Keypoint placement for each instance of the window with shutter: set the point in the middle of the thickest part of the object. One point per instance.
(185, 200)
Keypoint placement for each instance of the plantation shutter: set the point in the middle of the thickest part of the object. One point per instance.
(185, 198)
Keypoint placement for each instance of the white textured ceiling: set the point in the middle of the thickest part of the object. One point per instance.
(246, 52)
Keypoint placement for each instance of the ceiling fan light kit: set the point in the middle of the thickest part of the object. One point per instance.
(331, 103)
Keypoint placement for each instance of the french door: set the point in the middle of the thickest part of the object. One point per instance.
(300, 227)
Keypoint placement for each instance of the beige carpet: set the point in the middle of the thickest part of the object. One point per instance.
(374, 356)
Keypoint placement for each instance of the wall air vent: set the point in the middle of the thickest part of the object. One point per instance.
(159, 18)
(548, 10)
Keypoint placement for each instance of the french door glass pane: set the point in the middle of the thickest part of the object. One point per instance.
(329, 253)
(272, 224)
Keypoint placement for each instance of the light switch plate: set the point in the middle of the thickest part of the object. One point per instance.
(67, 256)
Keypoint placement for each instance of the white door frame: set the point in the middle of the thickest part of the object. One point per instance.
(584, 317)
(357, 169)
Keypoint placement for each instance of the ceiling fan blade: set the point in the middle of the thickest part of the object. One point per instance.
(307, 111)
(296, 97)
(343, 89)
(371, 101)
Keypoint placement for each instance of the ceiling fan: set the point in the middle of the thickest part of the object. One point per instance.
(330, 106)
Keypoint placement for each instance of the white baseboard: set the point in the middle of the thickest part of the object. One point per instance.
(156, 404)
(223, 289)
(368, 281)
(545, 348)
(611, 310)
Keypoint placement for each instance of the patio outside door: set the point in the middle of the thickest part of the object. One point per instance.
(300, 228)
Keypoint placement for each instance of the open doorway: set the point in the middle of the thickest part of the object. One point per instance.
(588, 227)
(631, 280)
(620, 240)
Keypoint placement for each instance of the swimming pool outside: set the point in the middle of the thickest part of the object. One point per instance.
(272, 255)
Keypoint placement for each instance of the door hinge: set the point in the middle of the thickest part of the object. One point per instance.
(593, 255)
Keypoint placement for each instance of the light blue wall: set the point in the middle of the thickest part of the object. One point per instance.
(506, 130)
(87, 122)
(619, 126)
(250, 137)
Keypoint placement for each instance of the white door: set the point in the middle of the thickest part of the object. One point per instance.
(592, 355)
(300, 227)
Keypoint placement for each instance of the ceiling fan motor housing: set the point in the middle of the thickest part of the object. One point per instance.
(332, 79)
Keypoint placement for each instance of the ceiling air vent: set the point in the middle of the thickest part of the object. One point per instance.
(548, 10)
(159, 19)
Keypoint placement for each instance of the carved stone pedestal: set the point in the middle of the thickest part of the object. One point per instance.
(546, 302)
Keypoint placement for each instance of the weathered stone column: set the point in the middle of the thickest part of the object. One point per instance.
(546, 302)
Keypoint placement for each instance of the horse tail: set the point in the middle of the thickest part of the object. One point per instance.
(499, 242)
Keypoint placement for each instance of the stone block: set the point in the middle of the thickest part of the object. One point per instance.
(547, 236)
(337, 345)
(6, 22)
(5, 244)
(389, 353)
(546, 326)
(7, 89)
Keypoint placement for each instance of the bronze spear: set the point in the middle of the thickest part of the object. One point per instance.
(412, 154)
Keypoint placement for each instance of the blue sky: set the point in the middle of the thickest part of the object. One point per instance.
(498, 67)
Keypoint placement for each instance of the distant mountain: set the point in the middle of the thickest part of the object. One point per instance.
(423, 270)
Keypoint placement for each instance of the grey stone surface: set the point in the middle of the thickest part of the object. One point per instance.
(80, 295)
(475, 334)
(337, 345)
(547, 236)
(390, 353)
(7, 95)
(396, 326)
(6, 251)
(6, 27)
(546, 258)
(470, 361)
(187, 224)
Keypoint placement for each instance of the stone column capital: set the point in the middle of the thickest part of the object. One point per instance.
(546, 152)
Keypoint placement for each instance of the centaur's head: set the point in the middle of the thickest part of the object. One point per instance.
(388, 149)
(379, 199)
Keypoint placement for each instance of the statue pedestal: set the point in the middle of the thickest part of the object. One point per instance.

→ **Exercise details**: Return the material in full, exactly as shown.

→ **Result for this task**:
Keypoint placement for each instance of the window with shutter: set the point in the middle of the thickest part of the object. One point per instance.
(185, 200)
Keypoint placement for each instance of the plantation shutter: set the point in the middle of the thickest part of the object. One point per instance.
(185, 198)
Keypoint placement for each instance of the white textured ceiling: set the point in the middle of the thickest part of the object. One point per instance.
(246, 52)
Keypoint placement for each instance of the ceiling fan light kit: set the point in the middle of the thickest part of the object. One point per instance.
(331, 103)
Keypoint placement for each instance of the french door: set the point in the middle of the thickest part of the object. One point per instance.
(300, 227)
Keypoint placement for each instance of the beige carpet: set the point in the middle of the thickest part of the object. One point per instance.
(374, 356)
Keypoint placement for each instance of the wall air vent: set the point in the middle of the thickest part of the object. One point per instance.
(159, 18)
(548, 10)
Keypoint placement for each instance of the french door glass pane: set the point in the middle of the thickest part of the object. One point per instance.
(329, 253)
(272, 224)
Keypoint placement for each instance of the light switch plate: set the point in the middle of the thickest part of the object. One point per instance.
(67, 256)
Keypoint placement for each instance of the white door frame: set the point in the middle of the thickest part of the object. One point per instance.
(584, 317)
(357, 169)
Keypoint placement for each instance of the ceiling fan blade: set the point in the middle of the thickest part of the object. One point per instance.
(307, 111)
(296, 97)
(343, 89)
(371, 101)
Keypoint placement for each instance of the ceiling fan: set the point in the middle of the thickest part of the object. One point per instance.
(330, 106)
Keypoint placement for each instance of the white baseboard: set the point in the middle of the thickest part of the object. One point per instance.
(156, 404)
(223, 289)
(368, 281)
(545, 348)
(611, 310)
Keypoint placement for each instance of the patio outside door: set the point in the middle of the thickest part of the object. One point per instance.
(300, 228)
Keypoint placement for each instance of the open doorway: set the point in the middle of the thickest part of the object. One point per instance.
(588, 227)
(631, 280)
(620, 240)
Keypoint placement for each instance of the swimming pool outside: set the point in the middle of the thickest part of the object. One point per instance.
(272, 255)
Keypoint placement for each instance of the door hinge: set the point in the middle of the thickest part of the object. One point per instance.
(593, 255)
Keypoint placement for each instance of the light blue wall: set the point in the middle of the thickest part of the object. One point per instance.
(506, 130)
(87, 122)
(619, 126)
(250, 137)
Keypoint placement for each instance of the white door: set the point in the middle of the thickest part of the object. One point per instance.
(592, 355)
(300, 227)
Keypoint placement for each instance of the ceiling fan motor housing: set the point in the middle of the thickest part of the object. One point per instance.
(332, 79)
Keypoint placement for each instance of the ceiling air vent: set the point in the middle of the thickest part of the object. One point per instance.
(548, 10)
(159, 19)
Keypoint placement for each instance of the carved stone pedestal: set the point in the middle of the thickest part of the object. One point per instance.
(546, 302)
Keypoint placement for each instance of the weathered stone column: set the point in the middle of the thickest part of the object. One point per instance.
(546, 302)
Keypoint placement for each instance of the horse tail: set the point in the middle of the thickest part of the object. One point per instance.
(499, 242)
Keypoint placement for each instance of the stone block: set the point in the middle of the thickest part of the object. One point per instance.
(547, 236)
(337, 345)
(6, 22)
(5, 244)
(389, 353)
(546, 326)
(7, 89)
Keypoint placement for each instance of the bronze spear: set the point in the middle of the thickest part of the object. One point per instance.
(412, 154)
Keypoint placement for each instance of the blue sky: set the point in the middle of the thickest part of the object. One point per instance.
(498, 67)
Keypoint placement for each instance of the distant mountain: set the point in the middle of the thickest part of the object. One point per instance.
(423, 270)
Keypoint placement for each instance of the grey stone surface: set the point in the middle of the thickest part of the object. One point per instance.
(80, 295)
(475, 334)
(337, 345)
(547, 236)
(390, 353)
(7, 95)
(396, 326)
(6, 251)
(6, 27)
(546, 258)
(470, 361)
(187, 224)
Keypoint placement for each instance of the stone column capital: set the point in the middle of the thickest part of the object. One point per instance.
(546, 152)
Keypoint placement for each instance of the centaur's head: set the point in the middle of the thickest part of the object. One point per instance.
(388, 149)
(379, 199)
Keypoint placement for each instance of the statue pedestal: set the point in the middle of the thickest part of the object. One point per instance.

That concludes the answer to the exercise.